▸ SELECTED PASSAGE:

Whenever you set a goal, you can count on obstacles getting in the way of achieving that goal. What is your most potent tool to navigate through those obstacles? In “The 7 Habits of Highly Effective People” it is listed as Habit 3: Put First Things First. I call it organization.
So many goals go unachieved not because of lack of intelligence, talent or vision, but because of lack of organization.
For example, I’ve found that as a therapist one of my biggest challenges is convincing couples to spend time together organizing a budget. Many couples would rather do anything, including blame and fight, than try to figure out the monthly flow of income and expenses. Unresolved emotional issues are fueling the conflict that cripples couples working together. Debt follows.
Lack of organization not only undermines the achievement of goals, but results in enormous worry and anxiety. People end up lurching from crisis to crisis. They rely on a crisis management reaction to problems, which are always popping up without warning.
Perhaps that’s the point. If you’re bored or depressed, and crave the rush of unpredictability and chaos, then disorganization is for you. On the other hand, if you’re feeling overwhelmed by the avalanche of painful consequences, then today is the day to take charge of your life. Begin to organize a plan for your future.

▸ SUPPLIED DATA:
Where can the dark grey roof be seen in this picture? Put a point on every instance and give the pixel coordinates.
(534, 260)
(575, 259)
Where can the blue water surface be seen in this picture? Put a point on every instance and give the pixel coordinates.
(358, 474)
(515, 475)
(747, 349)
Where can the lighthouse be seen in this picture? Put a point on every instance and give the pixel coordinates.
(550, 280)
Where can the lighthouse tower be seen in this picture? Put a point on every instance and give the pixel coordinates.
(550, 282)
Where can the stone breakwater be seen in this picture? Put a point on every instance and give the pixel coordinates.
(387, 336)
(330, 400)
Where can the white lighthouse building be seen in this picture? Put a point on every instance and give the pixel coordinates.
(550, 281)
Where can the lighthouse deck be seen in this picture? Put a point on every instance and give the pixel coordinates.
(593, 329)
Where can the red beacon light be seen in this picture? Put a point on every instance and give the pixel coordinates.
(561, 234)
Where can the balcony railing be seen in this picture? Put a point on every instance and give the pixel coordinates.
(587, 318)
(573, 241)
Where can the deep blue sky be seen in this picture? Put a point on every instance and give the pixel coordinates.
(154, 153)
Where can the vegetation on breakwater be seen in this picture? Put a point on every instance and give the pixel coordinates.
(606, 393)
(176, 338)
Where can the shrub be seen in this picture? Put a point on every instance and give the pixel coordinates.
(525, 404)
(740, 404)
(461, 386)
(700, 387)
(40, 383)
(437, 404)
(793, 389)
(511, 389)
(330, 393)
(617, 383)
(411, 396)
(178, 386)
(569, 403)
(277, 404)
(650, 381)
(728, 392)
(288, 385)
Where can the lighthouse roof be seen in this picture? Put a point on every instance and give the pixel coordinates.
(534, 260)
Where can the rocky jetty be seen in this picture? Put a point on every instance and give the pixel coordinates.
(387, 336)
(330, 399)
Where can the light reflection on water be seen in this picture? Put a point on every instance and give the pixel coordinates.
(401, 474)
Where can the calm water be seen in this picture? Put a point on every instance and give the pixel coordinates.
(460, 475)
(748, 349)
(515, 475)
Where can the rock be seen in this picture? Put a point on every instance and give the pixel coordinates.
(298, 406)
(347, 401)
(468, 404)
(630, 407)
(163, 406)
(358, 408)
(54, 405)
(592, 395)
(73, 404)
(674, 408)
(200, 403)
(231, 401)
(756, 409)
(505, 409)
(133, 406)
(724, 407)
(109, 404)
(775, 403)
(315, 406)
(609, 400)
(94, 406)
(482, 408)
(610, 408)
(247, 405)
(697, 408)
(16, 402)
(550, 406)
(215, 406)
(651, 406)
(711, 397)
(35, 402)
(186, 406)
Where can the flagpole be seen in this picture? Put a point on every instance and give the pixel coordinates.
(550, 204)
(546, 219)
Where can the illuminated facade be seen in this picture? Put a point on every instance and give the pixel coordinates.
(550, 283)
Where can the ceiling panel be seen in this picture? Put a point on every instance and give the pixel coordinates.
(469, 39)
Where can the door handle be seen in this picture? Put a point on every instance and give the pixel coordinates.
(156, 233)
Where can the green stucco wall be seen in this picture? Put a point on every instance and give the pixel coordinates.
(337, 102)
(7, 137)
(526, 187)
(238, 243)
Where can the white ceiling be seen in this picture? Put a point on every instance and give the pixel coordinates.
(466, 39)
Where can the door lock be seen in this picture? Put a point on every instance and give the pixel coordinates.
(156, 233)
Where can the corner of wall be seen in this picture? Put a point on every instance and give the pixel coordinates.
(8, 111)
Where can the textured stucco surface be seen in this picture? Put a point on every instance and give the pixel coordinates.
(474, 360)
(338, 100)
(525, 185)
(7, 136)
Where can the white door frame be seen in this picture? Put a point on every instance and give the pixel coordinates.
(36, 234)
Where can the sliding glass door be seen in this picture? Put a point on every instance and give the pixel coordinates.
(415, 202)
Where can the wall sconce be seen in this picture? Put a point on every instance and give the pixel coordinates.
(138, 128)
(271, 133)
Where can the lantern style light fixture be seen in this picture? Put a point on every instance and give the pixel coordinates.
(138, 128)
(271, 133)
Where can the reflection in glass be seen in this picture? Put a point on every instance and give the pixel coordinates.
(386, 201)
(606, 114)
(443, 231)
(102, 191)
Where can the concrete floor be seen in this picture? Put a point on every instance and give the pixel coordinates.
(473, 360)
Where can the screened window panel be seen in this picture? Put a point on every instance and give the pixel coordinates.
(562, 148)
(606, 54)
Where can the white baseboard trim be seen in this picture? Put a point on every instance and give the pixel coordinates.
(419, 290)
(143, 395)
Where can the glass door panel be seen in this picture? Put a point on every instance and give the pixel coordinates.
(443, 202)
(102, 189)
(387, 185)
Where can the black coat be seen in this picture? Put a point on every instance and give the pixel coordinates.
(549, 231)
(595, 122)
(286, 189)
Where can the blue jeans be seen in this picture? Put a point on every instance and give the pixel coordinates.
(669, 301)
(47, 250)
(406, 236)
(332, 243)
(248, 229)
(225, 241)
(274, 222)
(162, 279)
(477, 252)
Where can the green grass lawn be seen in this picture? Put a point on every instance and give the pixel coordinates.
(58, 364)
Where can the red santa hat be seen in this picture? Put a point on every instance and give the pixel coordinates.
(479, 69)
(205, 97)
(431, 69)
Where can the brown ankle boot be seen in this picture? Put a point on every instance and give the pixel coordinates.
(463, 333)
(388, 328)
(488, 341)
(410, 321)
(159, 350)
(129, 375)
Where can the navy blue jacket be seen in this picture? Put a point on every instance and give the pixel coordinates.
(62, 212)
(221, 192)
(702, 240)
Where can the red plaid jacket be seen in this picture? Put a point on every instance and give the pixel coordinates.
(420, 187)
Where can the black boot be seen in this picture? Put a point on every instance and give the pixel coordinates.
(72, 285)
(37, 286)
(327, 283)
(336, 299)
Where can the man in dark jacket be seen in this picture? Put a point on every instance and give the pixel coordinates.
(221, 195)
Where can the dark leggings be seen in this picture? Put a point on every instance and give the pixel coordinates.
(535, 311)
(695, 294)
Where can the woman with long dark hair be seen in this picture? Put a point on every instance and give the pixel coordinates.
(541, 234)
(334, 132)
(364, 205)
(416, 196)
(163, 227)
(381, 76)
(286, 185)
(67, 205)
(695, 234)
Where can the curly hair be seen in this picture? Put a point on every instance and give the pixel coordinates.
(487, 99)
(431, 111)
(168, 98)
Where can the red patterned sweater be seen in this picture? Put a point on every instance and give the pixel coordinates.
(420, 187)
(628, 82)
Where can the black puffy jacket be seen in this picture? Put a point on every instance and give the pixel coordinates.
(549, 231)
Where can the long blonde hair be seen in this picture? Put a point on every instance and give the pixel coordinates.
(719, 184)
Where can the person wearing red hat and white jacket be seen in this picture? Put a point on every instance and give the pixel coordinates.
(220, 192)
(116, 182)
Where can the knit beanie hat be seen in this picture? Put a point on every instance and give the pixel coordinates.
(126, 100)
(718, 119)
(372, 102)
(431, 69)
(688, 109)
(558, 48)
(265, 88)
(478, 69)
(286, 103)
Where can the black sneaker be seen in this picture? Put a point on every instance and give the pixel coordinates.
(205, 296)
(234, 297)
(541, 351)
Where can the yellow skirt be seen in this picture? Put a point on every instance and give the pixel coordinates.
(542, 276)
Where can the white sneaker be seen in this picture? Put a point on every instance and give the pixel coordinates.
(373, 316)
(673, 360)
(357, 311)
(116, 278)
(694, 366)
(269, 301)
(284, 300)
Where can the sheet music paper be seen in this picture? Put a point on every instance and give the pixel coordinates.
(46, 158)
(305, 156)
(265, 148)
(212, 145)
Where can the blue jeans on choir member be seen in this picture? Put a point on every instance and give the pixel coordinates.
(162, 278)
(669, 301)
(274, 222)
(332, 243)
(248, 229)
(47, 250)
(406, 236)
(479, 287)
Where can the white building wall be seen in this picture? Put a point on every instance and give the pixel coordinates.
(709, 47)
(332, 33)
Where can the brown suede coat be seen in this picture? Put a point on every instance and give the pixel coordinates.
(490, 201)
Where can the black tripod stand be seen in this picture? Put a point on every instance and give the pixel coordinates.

▸ EXERCISE 1:
The passage on organization names three things whose lack is not the reason so many goals go unachieved. List all three.
▸ EXERCISE 2:
Copy word for word the part of the passage on organization that opens with the words containing "For example, I’ve" and closes with "together. Debt follows.".
▸ EXERCISE 3:
Answer these questions from the passage on organization:
(a) Which habit number does "Put First Things First" have in "The 7 Habits of Highly Effective People"?
(b) As a therapist, what does the writer find to be one of the biggest challenges?
(c) What kind of reaction to problems do people rely on when they lack organization?

▸ EXERCISE RESULT 1:
intelligence
talent
vision

▸ EXERCISE RESULT 2:
For example, I’ve found that as a therapist one of my biggest challenges is convincing couples to spend time together organizing a budget. Many couples would rather do anything, including blame and fight, than try to figure out the monthly flow of income and expenses. Unresolved emotional issues are fueling the conflict that cripples couples working together. Debt follows.

▸ EXERCISE RESULT 3:
(a) Habit 3.
(b) Convincing couples to spend time together organizing a budget.
(c) A crisis management reaction.